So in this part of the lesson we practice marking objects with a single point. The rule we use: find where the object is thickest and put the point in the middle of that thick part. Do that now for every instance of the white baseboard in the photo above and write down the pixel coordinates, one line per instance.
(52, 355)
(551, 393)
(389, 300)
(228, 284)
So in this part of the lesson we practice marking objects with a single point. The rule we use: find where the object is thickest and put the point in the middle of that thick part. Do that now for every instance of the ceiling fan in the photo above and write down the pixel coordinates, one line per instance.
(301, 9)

---

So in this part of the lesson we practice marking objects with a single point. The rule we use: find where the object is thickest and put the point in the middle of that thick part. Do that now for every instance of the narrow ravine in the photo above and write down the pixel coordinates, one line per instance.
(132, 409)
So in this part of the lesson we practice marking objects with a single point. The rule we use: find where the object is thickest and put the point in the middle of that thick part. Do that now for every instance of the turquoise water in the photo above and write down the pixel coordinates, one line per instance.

...

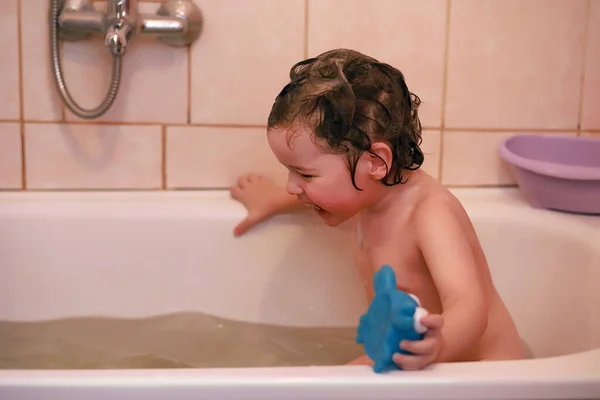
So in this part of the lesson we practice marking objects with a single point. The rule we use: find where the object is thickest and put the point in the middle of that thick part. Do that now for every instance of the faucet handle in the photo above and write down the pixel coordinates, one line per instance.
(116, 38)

**The task:** Gather each line of the records above that contains the string "object", treating uppercase and lowercase as different.

**Task answer:**
So in this part of the lesson we practice marking objects with a single point. The rule we use: find where the object is thickest and put the point in the middle of that thick part. Do that now for every instance of the white baseboard in the photo above and write down the pixel coordinates, one line per instance.
So in this part of the lesson we practice marking objects with a single point. The rule we use: find where the object is thickest and put the point in the middle of that thick part. Do that now for every instance of the ceiling fan in the photo above and write down the pixel coordinates, one line per instance.
So in this part of the lesson we practice marking objects with a single point. The rule we use: find where the object is thickest and put the point in the middle of that thick part. Do that now for every instance of the narrow ravine in the photo above and write down the pixel coordinates, one line per instance.
So in this part of the lesson we practice marking objects with a single point. The rule we use: find where the object is thickest and put the point in the middle of that thick part. Do that now for every instance of the turquoise water in the photo above and write down the pixel coordinates, one line per instance.
So in this part of the lesson we practice marking objects with a single point. The rule we use: find where the object is thickest and put the point in the middle of that thick part. Do that now for every instance of the faucet handle in the photo above and write down the pixel coordinates, one line per instance.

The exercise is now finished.